*実施課題*
レコードの冒頭から「[476,146,687,587]」を含む行までを、両端の行も含めて一字一句そのまま書き写してください。

*演習入力*
------------
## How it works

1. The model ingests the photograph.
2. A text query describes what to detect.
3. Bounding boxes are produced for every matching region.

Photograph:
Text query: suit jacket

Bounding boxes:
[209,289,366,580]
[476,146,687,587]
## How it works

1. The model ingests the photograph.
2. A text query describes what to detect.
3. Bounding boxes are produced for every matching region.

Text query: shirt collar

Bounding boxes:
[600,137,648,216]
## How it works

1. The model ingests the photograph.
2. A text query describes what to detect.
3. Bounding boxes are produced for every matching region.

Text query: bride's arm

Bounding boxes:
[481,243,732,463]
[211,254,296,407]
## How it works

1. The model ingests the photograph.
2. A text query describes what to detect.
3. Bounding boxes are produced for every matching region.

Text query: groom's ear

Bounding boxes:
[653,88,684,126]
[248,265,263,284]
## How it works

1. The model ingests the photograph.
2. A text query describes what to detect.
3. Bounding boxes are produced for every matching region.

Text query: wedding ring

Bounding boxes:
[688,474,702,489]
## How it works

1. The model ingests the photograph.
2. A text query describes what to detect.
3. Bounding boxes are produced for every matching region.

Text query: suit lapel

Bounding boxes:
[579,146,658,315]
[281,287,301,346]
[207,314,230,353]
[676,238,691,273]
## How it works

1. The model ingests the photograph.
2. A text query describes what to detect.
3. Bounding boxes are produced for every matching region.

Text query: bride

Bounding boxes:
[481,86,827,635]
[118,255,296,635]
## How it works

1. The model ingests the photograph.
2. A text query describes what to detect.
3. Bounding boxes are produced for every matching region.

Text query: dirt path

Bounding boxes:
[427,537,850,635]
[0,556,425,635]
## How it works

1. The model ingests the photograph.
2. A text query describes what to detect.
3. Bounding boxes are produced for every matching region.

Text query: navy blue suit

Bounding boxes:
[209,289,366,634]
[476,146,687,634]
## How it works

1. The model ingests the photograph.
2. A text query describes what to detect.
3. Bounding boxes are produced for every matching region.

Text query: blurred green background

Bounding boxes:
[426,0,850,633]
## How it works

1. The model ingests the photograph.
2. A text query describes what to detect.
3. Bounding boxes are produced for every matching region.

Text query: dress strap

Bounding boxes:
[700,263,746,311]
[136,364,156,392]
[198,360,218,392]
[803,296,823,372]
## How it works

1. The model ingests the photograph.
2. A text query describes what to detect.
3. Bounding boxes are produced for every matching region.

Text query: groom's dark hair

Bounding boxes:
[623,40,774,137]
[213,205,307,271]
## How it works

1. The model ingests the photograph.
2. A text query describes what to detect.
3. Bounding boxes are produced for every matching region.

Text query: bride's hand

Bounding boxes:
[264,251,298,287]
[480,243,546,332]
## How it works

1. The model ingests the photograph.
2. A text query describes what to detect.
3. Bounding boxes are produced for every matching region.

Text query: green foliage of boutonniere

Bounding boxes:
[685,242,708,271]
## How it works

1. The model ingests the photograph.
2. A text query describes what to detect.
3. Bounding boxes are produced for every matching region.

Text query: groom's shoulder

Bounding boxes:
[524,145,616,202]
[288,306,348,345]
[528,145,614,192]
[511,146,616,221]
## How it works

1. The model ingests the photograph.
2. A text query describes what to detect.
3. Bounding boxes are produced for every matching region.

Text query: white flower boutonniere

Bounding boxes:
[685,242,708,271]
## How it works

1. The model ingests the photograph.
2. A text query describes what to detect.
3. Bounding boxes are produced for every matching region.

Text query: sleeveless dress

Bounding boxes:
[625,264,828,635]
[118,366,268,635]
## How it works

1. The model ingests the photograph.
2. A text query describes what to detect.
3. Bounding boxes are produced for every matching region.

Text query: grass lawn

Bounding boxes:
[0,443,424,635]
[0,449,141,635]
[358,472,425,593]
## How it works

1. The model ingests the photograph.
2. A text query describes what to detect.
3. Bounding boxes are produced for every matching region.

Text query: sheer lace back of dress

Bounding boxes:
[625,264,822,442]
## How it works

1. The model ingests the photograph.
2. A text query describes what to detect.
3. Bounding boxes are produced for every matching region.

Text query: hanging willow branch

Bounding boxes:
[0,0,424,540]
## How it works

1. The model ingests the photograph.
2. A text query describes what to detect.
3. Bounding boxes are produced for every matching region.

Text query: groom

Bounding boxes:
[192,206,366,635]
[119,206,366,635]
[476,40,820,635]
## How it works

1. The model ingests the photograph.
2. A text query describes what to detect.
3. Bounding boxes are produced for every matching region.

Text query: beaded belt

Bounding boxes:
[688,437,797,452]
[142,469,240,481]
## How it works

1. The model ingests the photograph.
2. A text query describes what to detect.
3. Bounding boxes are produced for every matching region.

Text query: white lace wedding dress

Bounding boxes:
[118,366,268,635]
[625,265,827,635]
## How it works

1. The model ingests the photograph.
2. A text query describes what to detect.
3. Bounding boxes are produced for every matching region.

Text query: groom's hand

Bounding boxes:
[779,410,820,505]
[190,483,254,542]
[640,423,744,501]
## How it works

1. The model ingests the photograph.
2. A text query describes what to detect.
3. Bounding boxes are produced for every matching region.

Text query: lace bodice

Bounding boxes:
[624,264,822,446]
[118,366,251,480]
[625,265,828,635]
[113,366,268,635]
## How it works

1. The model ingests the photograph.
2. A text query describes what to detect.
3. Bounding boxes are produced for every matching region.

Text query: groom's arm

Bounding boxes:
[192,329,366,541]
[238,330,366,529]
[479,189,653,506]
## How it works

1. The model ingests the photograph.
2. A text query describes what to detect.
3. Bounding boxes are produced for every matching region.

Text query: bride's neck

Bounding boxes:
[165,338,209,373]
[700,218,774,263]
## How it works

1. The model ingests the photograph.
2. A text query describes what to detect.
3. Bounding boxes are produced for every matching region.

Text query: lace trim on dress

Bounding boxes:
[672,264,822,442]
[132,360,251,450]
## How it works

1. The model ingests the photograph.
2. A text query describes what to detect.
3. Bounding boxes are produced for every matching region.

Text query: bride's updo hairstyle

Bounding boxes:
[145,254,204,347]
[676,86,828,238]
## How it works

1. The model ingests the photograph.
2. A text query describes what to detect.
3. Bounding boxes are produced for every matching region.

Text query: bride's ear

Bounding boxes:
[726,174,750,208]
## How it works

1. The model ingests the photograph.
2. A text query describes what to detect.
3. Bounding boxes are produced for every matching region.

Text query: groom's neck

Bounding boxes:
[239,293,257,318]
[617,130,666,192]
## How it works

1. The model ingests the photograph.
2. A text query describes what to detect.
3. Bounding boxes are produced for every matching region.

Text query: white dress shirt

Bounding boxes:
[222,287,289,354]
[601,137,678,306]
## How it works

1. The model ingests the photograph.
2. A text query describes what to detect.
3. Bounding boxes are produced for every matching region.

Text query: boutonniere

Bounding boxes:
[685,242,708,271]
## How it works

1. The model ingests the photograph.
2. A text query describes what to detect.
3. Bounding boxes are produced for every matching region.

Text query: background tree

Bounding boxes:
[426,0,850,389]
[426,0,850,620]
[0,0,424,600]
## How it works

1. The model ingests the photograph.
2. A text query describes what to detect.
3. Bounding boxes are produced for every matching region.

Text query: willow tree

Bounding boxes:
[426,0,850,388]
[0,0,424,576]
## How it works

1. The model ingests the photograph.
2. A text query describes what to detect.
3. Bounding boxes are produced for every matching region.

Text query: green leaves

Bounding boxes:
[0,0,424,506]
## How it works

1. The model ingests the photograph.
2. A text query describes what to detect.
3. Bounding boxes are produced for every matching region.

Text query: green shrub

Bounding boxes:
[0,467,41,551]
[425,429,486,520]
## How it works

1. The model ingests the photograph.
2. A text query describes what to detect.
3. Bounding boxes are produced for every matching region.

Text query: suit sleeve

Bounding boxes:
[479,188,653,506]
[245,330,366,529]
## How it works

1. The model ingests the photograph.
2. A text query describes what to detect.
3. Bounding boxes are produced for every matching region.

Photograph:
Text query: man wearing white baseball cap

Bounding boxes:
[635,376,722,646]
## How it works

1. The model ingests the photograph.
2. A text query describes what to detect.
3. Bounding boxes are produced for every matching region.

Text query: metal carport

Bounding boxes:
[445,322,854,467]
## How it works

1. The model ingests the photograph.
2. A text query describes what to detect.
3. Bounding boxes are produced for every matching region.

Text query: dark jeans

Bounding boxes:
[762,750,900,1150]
------------
*課題の解答*
## How it works

1. The model ingests the photograph.
2. A text query describes what to detect.
3. Bounding boxes are produced for every matching region.

Photograph:
Text query: suit jacket

Bounding boxes:
[209,289,366,580]
[476,146,687,587]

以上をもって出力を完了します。